*** Record set Section Begins ***
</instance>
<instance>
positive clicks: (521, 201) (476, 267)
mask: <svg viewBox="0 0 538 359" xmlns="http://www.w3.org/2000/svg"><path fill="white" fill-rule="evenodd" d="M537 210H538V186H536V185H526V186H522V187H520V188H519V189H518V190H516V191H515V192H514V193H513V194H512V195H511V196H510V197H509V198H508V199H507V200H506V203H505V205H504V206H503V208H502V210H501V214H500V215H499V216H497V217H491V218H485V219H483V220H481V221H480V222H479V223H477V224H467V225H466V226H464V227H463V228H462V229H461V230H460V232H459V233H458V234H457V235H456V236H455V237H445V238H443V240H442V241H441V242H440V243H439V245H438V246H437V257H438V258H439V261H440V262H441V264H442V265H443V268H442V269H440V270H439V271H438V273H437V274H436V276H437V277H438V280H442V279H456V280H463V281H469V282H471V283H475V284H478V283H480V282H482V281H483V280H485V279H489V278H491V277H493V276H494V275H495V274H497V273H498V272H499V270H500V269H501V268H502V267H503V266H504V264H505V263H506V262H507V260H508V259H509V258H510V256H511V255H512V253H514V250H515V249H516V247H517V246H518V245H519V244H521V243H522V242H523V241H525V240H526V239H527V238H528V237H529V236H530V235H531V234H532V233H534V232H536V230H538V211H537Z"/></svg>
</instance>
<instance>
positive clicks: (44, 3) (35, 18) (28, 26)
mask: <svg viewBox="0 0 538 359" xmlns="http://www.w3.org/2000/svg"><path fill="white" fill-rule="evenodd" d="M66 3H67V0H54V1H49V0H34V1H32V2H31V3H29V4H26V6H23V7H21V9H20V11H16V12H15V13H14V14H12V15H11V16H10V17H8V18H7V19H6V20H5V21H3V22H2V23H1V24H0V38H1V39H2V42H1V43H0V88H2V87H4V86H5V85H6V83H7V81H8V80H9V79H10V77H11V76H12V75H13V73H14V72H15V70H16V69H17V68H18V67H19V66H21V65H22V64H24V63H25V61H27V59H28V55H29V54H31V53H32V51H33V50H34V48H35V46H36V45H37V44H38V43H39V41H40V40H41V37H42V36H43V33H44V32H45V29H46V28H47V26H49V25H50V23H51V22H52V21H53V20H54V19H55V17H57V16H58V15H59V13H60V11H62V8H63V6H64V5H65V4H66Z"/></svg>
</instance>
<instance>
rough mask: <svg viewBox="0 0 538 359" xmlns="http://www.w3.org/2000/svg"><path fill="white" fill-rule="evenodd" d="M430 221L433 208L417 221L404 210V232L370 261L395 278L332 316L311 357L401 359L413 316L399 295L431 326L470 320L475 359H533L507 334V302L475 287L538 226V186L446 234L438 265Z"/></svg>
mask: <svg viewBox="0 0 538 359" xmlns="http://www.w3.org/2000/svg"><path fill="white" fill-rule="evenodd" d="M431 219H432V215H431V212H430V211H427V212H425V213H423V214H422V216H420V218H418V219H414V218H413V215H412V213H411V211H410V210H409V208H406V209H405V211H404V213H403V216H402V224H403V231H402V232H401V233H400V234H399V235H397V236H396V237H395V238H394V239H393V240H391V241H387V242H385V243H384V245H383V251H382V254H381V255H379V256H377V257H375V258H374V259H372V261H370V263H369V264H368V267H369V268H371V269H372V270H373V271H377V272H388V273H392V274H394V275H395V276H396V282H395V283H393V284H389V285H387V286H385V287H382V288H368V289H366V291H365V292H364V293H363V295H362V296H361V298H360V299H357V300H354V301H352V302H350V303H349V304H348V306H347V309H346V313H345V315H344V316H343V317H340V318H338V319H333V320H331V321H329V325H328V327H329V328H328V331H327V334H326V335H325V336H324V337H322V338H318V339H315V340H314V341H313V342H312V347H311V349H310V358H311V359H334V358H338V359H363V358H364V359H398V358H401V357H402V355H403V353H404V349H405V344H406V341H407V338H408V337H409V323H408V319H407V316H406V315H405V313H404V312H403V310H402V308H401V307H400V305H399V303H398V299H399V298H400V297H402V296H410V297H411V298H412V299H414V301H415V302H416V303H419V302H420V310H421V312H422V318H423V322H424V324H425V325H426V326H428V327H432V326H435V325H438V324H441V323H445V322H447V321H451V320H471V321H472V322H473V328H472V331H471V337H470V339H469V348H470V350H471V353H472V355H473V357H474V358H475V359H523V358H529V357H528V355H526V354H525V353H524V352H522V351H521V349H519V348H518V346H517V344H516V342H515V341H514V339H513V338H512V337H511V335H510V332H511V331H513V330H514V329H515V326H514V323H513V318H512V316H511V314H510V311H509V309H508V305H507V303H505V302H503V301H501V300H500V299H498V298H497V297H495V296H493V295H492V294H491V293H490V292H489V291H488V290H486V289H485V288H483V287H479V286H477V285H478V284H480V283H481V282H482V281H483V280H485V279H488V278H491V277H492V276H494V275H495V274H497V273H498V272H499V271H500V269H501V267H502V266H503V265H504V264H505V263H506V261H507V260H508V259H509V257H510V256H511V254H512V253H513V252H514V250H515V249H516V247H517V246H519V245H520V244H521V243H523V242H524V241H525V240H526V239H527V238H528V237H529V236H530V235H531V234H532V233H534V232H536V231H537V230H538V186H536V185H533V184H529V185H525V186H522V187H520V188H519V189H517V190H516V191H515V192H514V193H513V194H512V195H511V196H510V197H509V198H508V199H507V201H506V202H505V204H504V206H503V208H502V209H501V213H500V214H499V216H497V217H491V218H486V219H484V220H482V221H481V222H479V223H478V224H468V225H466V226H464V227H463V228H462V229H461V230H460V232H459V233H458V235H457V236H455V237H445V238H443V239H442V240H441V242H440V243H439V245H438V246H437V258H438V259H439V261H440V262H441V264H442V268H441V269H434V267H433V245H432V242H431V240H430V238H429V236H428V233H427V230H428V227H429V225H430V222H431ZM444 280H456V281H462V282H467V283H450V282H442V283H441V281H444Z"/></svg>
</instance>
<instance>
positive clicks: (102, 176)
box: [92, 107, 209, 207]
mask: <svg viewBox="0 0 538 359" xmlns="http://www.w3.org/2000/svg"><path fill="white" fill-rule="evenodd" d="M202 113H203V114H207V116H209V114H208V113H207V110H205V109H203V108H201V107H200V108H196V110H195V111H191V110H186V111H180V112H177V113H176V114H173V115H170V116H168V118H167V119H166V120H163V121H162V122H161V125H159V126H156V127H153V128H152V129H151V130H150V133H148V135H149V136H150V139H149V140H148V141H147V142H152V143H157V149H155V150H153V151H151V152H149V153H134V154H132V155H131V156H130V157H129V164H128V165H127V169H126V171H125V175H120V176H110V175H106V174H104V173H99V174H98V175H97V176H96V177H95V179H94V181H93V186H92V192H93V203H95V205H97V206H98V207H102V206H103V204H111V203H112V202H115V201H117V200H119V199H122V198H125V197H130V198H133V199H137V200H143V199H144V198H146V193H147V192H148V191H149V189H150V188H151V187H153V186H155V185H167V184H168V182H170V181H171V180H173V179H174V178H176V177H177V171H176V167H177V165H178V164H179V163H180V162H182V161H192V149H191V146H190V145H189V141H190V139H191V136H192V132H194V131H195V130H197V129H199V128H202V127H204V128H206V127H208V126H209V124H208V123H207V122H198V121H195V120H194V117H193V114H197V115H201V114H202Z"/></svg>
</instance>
*** Record set Section Ends ***
Exercise details — Repeat all of the material, exactly as it reads.

Task solution —
</instance>
<instance>
positive clicks: (521, 201) (476, 267)
mask: <svg viewBox="0 0 538 359" xmlns="http://www.w3.org/2000/svg"><path fill="white" fill-rule="evenodd" d="M537 210H538V186H536V185H526V186H522V187H520V188H519V189H518V190H516V191H515V192H514V193H513V194H512V195H511V196H510V197H509V198H508V199H507V200H506V203H505V205H504V206H503V208H502V210H501V214H500V215H499V216H497V217H491V218H485V219H483V220H481V221H480V222H479V223H477V224H467V225H466V226H464V227H463V228H462V229H461V230H460V232H459V233H458V234H457V235H456V236H455V237H445V238H443V240H442V241H441V242H440V243H439V245H438V246H437V257H438V258H439V261H440V262H441V264H442V265H443V268H442V269H440V270H439V271H438V273H437V274H436V276H437V277H438V280H442V279H456V280H463V281H469V282H471V283H475V284H478V283H480V282H482V281H483V280H485V279H489V278H491V277H493V276H494V275H495V274H497V273H498V272H499V270H500V269H501V268H502V267H503V266H504V264H505V263H506V262H507V260H508V259H509V258H510V256H511V255H512V253H514V250H515V249H516V247H517V246H518V245H519V244H521V243H522V242H523V241H525V240H526V239H527V238H528V237H529V236H530V235H531V234H532V233H534V232H536V230H538V211H537Z"/></svg>
</instance>
<instance>
positive clicks: (44, 3) (35, 18) (28, 26)
mask: <svg viewBox="0 0 538 359" xmlns="http://www.w3.org/2000/svg"><path fill="white" fill-rule="evenodd" d="M66 3H67V0H54V1H49V0H34V1H32V2H31V3H29V4H26V6H23V7H21V9H20V11H16V12H15V13H14V14H12V15H11V16H10V17H8V18H7V19H6V20H5V21H3V22H2V23H1V24H0V38H1V39H2V42H1V43H0V88H2V87H4V86H5V85H6V83H7V81H8V80H9V79H10V77H11V76H12V75H13V73H14V72H15V70H16V69H17V68H18V67H19V66H21V65H22V64H24V63H25V61H27V59H28V55H29V54H31V53H32V51H33V50H34V48H35V46H36V45H37V44H38V43H39V41H40V40H41V37H42V36H43V33H44V32H45V29H46V28H47V26H49V25H50V23H51V22H52V21H53V20H54V19H55V17H57V16H58V15H59V13H60V11H62V8H63V6H64V5H65V4H66Z"/></svg>
</instance>
<instance>
rough mask: <svg viewBox="0 0 538 359" xmlns="http://www.w3.org/2000/svg"><path fill="white" fill-rule="evenodd" d="M430 221L433 208L417 221L404 210V232L370 261L395 278L332 316L311 357L401 359L413 316L399 295L431 326L470 320L475 359H533L507 334V302L475 287L538 226V186L446 234L438 265Z"/></svg>
mask: <svg viewBox="0 0 538 359" xmlns="http://www.w3.org/2000/svg"><path fill="white" fill-rule="evenodd" d="M431 219H432V215H431V212H430V211H427V212H425V213H423V214H422V216H420V218H418V219H414V218H413V215H412V213H411V211H410V210H409V208H406V209H405V211H404V213H403V216H402V224H403V231H402V232H401V233H400V234H399V235H397V236H396V237H395V238H394V239H393V240H391V241H387V242H385V243H384V245H383V251H382V254H381V255H379V256H377V257H375V258H374V259H372V261H370V263H369V264H368V267H369V268H371V269H372V270H373V271H377V272H388V273H392V274H394V275H395V276H396V282H395V283H393V284H389V285H387V286H385V287H382V288H368V289H366V291H365V292H364V293H363V295H362V296H361V298H360V299H357V300H354V301H352V302H350V303H349V304H348V306H347V309H346V313H345V315H344V316H343V317H340V318H338V319H333V320H331V321H329V325H328V327H329V328H328V331H327V334H326V335H325V336H324V337H322V338H318V339H315V340H314V341H313V342H312V347H311V349H310V358H311V359H334V358H338V359H363V358H364V359H398V358H401V357H402V355H403V353H404V349H405V344H406V341H407V338H408V337H409V323H408V319H407V316H406V315H405V313H404V312H403V310H402V308H401V307H400V305H399V303H398V299H399V298H400V297H402V296H410V297H411V298H412V299H414V301H415V302H416V303H419V302H420V310H421V312H422V318H423V322H424V324H425V325H426V326H428V327H432V326H435V325H438V324H441V323H445V322H447V321H451V320H471V321H472V322H473V328H472V331H471V337H470V339H469V348H470V350H471V353H472V355H473V357H474V358H475V359H523V358H529V357H528V355H526V354H525V353H524V352H522V351H521V349H519V348H518V346H517V344H516V342H515V341H514V339H513V338H512V337H511V335H510V332H511V331H513V330H514V329H515V326H514V323H513V318H512V316H511V314H510V311H509V309H508V305H507V303H505V302H503V301H501V300H500V299H498V298H497V297H495V296H493V295H492V294H491V293H490V292H489V291H488V290H486V289H485V288H483V287H479V286H477V285H478V284H480V283H481V282H482V281H483V280H485V279H488V278H491V277H492V276H494V275H495V274H497V273H498V272H499V271H500V269H501V267H502V266H503V265H504V264H505V263H506V261H507V260H508V259H509V257H510V256H511V254H512V253H513V252H514V250H515V249H516V247H517V246H519V245H520V244H521V243H523V242H524V241H525V240H526V239H527V238H528V237H529V236H530V235H531V234H532V233H534V232H536V231H537V230H538V186H536V185H533V184H529V185H525V186H522V187H520V188H519V189H517V190H516V191H515V192H514V193H513V194H512V195H511V196H510V197H509V198H508V199H507V201H506V202H505V204H504V206H503V208H502V209H501V213H500V214H499V216H497V217H491V218H486V219H484V220H482V221H481V222H479V223H478V224H468V225H466V226H464V227H463V228H462V229H461V230H460V232H459V233H458V235H457V236H455V237H445V238H443V239H442V240H441V242H440V243H439V245H438V246H437V258H438V259H439V261H440V262H441V264H442V268H441V269H434V267H433V245H432V242H431V240H430V238H429V236H428V233H427V230H428V227H429V225H430V222H431ZM444 280H456V281H462V282H467V283H450V282H442V283H441V281H444Z"/></svg>
</instance>
<instance>
positive clicks: (102, 176)
box: [92, 107, 209, 207]
mask: <svg viewBox="0 0 538 359" xmlns="http://www.w3.org/2000/svg"><path fill="white" fill-rule="evenodd" d="M202 113H203V114H207V116H209V114H208V113H207V110H205V109H203V108H201V107H200V108H196V110H195V111H191V110H186V111H180V112H177V113H176V114H173V115H170V116H168V118H167V119H166V120H163V121H162V122H161V125H159V126H156V127H153V128H152V129H151V130H150V133H148V135H149V136H150V139H149V140H148V141H147V142H152V143H157V149H155V150H153V151H151V152H149V153H134V154H132V155H131V156H130V157H129V164H128V165H127V169H126V171H125V175H120V176H110V175H106V174H104V173H99V174H98V175H97V176H96V177H95V179H94V181H93V186H92V192H93V203H95V205H97V206H98V207H102V206H103V204H111V203H112V202H115V201H117V200H119V199H122V198H125V197H130V198H133V199H137V200H143V199H144V198H146V193H147V192H148V191H149V189H150V188H151V187H153V186H155V185H167V184H168V182H170V181H171V180H173V179H174V178H176V177H177V171H176V167H177V165H178V164H179V163H180V162H182V161H192V149H191V146H190V145H189V141H190V139H191V136H192V132H194V131H195V130H197V129H199V128H202V127H204V128H206V127H208V126H209V124H208V123H207V122H198V121H195V120H194V117H193V114H197V115H201V114H202Z"/></svg>
</instance>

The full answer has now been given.